▶ **Your assignment**
Print each of the records below, leaving every word as it is.

▶ **Given records**
▶

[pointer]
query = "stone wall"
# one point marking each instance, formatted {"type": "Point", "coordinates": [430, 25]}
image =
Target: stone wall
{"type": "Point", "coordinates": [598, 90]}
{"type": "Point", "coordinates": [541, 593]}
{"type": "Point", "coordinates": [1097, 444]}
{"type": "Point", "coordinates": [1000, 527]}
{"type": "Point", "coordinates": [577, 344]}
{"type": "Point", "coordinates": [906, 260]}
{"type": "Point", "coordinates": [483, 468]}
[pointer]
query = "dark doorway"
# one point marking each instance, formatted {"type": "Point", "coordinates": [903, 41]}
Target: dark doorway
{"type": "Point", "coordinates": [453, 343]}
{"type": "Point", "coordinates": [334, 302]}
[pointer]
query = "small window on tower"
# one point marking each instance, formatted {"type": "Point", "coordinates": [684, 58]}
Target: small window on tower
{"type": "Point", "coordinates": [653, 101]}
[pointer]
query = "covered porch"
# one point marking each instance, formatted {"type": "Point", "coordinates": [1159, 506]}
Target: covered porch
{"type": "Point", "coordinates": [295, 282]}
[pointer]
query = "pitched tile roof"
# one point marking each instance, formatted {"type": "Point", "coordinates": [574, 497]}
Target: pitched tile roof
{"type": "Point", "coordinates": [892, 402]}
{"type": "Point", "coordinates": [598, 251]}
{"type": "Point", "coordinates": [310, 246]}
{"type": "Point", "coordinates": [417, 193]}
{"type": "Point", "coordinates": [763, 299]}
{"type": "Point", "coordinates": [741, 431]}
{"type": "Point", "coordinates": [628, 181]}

◀

▶ **Output for this exercise**
[pointer]
query = "stone wall"
# one point marking each instance, formatted {"type": "Point", "coordinates": [430, 25]}
image =
Target: stone wall
{"type": "Point", "coordinates": [598, 90]}
{"type": "Point", "coordinates": [541, 593]}
{"type": "Point", "coordinates": [1097, 444]}
{"type": "Point", "coordinates": [1000, 527]}
{"type": "Point", "coordinates": [577, 344]}
{"type": "Point", "coordinates": [906, 260]}
{"type": "Point", "coordinates": [483, 468]}
[pointer]
query = "dark doorway"
# one point marking each instance, formatted {"type": "Point", "coordinates": [903, 41]}
Target: dark doorway
{"type": "Point", "coordinates": [453, 343]}
{"type": "Point", "coordinates": [334, 302]}
[pointer]
query = "small window on tower"
# one point marking each instance, formatted {"type": "Point", "coordinates": [684, 58]}
Target: small window on tower
{"type": "Point", "coordinates": [653, 101]}
[pointer]
query = "covered porch"
# one point marking each instance, formatted {"type": "Point", "coordinates": [1159, 506]}
Target: covered porch
{"type": "Point", "coordinates": [295, 282]}
[pointer]
query = "pitched tile roof"
# one point marking each instance, formatted {"type": "Point", "coordinates": [574, 497]}
Target: pitched tile roof
{"type": "Point", "coordinates": [892, 402]}
{"type": "Point", "coordinates": [598, 251]}
{"type": "Point", "coordinates": [310, 246]}
{"type": "Point", "coordinates": [417, 193]}
{"type": "Point", "coordinates": [763, 299]}
{"type": "Point", "coordinates": [741, 431]}
{"type": "Point", "coordinates": [628, 181]}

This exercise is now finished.